» **Input data**
|---|

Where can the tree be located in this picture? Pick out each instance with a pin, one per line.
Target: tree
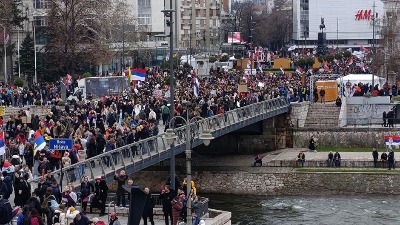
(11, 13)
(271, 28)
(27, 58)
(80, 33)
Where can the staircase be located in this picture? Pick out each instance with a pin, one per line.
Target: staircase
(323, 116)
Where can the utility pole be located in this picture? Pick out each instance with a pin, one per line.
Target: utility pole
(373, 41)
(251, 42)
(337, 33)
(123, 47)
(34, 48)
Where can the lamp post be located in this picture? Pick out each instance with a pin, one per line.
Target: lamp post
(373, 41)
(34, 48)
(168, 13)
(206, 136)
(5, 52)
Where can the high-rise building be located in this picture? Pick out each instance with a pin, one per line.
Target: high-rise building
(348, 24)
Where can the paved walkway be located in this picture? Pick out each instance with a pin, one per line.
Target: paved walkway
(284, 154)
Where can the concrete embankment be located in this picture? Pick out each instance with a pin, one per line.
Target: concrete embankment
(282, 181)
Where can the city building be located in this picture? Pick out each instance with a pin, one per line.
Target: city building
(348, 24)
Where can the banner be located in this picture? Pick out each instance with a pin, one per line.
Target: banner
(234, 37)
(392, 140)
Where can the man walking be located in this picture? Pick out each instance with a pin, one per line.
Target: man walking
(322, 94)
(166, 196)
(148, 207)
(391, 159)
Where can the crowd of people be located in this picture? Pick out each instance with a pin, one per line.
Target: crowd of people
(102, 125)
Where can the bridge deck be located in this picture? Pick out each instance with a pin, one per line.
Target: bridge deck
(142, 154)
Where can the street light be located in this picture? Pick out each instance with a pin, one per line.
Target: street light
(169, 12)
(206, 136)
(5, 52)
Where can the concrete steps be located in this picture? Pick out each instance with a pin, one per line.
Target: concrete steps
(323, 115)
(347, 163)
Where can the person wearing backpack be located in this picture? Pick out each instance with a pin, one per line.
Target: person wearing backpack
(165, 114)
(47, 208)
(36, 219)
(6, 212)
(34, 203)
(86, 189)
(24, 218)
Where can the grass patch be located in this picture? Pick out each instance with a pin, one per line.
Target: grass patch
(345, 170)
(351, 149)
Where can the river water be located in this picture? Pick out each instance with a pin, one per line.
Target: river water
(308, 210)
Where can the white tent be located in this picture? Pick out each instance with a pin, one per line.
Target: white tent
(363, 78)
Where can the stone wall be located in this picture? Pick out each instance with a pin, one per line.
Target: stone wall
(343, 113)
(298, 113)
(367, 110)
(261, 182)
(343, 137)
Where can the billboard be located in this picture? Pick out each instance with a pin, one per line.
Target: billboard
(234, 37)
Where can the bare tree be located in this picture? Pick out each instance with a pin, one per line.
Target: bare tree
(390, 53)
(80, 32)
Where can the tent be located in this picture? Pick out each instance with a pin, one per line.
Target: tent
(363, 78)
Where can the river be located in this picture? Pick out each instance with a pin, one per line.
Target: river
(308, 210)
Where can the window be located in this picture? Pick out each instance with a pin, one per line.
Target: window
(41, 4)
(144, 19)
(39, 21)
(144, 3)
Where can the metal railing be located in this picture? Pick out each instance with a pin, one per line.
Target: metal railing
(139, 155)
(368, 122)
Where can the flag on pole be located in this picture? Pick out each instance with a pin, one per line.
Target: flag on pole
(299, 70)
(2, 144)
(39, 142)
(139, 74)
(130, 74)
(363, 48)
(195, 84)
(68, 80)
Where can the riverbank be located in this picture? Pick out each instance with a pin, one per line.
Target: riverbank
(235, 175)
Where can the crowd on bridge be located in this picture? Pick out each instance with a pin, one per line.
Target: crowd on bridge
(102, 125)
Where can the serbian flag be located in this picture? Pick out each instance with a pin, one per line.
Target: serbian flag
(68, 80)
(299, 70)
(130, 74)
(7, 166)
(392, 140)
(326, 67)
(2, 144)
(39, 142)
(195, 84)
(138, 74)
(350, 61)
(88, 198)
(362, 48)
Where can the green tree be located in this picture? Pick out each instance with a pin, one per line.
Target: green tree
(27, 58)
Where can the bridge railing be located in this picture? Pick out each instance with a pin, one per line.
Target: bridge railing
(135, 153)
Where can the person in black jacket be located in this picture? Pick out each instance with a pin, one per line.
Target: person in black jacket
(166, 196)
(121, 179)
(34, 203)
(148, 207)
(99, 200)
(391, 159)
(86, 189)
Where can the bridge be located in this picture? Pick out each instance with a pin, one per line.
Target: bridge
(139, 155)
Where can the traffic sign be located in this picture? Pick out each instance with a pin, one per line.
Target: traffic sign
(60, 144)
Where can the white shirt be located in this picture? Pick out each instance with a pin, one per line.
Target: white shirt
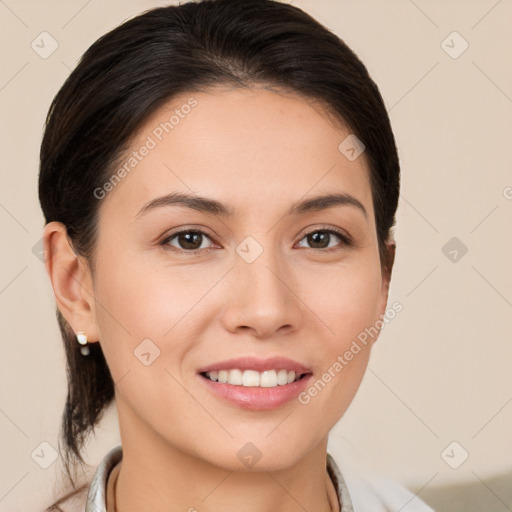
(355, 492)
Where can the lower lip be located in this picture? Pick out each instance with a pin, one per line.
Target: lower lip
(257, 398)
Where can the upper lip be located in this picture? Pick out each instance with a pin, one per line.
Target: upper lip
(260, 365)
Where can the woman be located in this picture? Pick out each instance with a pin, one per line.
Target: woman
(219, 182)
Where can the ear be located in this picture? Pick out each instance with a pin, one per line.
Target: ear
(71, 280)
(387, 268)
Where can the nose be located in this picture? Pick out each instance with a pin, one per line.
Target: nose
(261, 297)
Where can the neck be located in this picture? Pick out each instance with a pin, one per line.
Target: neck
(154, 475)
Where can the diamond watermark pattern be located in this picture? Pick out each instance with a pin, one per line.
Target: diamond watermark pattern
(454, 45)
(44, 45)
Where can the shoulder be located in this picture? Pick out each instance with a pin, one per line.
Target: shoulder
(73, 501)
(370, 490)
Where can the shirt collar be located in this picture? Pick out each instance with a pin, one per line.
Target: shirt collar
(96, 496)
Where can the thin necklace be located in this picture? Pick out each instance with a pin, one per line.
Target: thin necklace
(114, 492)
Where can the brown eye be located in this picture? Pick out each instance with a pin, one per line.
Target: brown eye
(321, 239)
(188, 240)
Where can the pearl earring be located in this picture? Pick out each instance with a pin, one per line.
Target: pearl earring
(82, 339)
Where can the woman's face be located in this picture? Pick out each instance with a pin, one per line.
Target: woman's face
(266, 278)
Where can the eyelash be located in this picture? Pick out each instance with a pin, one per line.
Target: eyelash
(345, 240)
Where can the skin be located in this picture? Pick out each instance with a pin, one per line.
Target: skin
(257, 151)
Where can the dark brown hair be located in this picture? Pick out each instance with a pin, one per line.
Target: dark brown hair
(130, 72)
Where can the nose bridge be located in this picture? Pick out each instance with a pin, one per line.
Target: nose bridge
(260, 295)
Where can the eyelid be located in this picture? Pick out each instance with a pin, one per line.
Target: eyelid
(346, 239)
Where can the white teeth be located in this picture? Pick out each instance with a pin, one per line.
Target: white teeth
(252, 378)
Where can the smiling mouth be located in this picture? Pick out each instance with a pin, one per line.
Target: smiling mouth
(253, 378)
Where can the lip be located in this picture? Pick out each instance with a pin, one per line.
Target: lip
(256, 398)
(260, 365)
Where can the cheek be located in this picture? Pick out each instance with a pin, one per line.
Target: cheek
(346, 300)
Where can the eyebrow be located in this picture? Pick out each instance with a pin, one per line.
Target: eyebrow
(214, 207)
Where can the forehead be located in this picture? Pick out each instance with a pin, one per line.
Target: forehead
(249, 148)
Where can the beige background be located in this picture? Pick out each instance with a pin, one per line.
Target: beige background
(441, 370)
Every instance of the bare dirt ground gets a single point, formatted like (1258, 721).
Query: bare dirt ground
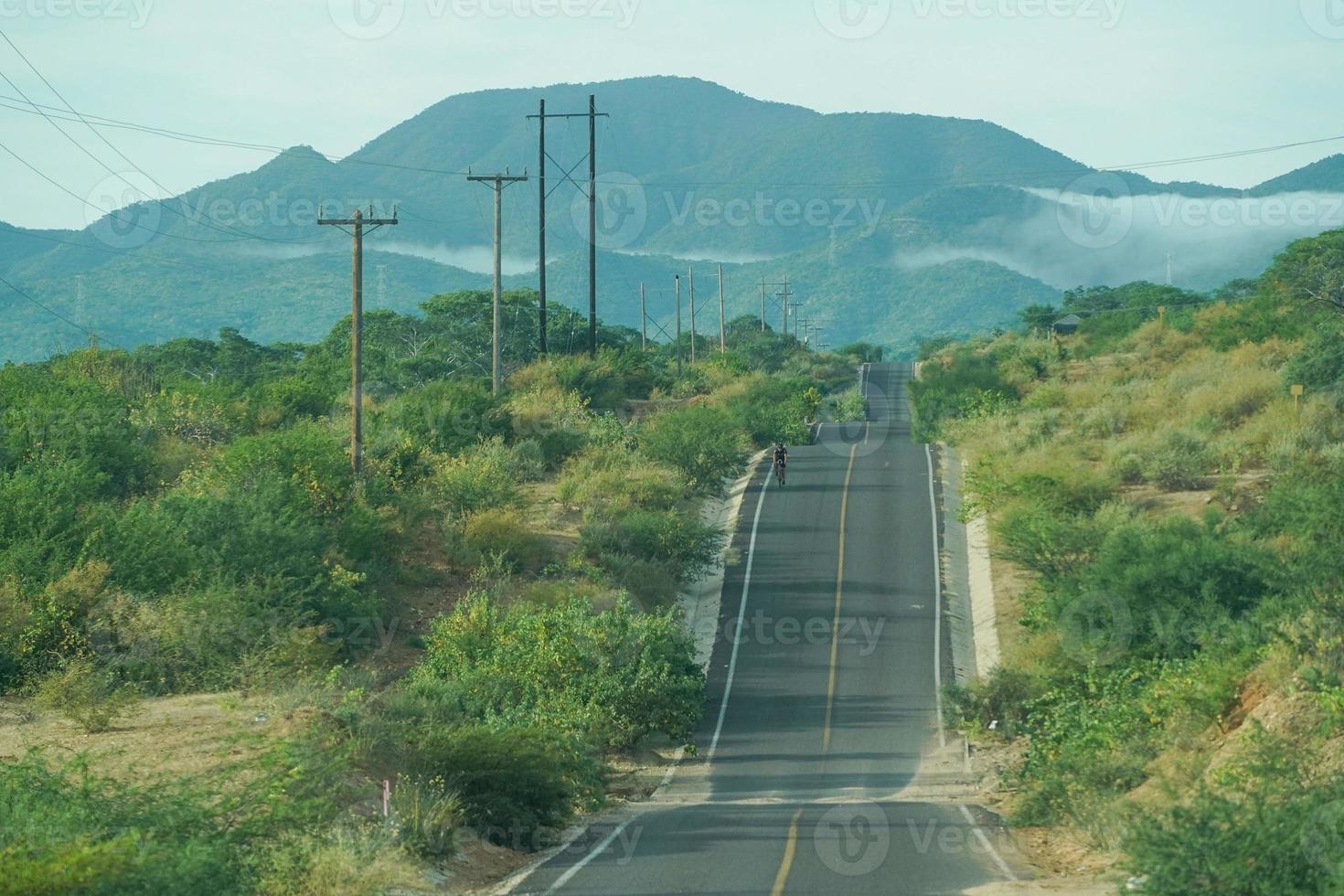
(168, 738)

|---|

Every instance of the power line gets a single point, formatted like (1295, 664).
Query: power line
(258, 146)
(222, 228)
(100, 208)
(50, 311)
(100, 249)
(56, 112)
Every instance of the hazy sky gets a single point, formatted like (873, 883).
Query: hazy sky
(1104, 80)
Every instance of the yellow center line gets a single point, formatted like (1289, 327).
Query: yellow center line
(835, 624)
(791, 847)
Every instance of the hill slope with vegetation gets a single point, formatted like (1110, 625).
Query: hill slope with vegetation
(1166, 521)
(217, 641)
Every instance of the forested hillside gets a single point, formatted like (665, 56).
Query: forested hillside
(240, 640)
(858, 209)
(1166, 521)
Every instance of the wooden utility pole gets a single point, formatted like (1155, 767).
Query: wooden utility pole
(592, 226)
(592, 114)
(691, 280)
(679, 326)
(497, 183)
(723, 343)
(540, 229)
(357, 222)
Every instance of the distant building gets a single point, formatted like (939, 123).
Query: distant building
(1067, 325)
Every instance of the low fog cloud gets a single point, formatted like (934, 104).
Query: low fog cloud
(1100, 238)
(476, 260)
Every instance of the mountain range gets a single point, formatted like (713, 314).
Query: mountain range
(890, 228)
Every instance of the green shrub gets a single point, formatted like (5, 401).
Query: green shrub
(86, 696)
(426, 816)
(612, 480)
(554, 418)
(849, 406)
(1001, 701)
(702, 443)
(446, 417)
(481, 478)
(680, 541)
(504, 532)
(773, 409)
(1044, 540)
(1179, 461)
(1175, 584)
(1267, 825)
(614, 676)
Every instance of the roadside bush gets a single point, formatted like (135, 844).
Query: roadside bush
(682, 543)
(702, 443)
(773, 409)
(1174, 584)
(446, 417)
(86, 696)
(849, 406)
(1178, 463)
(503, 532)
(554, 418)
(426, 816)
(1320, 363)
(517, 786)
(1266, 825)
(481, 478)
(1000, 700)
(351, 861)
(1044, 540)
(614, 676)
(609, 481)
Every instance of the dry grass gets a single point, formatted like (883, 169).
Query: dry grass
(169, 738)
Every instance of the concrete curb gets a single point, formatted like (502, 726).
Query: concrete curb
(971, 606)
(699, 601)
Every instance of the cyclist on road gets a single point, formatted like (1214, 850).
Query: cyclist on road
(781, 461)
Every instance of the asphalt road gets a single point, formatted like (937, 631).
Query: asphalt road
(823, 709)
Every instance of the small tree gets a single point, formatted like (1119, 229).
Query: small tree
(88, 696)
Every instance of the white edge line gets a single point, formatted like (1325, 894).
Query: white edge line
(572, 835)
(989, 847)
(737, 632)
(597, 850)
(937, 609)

|---|

Out of the listing above, reproduce exactly the lines from the one with "Target: shoulder" up to and including the one with "Where can the pearl".

Target: shoulder
(73, 501)
(370, 490)
Where can the shirt collar be located in this picture? Pick out each instance with a pin, one per line.
Target: shirt collar
(96, 496)
Where can the thin necklace be located in this picture? Pick out each instance with a pin, one per line.
Target: thin necklace
(114, 492)
Where can the brown eye be located in this picture? Pick out each instance with a pin, one per line.
Target: brown eye
(321, 239)
(188, 240)
Where can the pearl earring be located in this picture? Pick out each instance with a pin, one per line.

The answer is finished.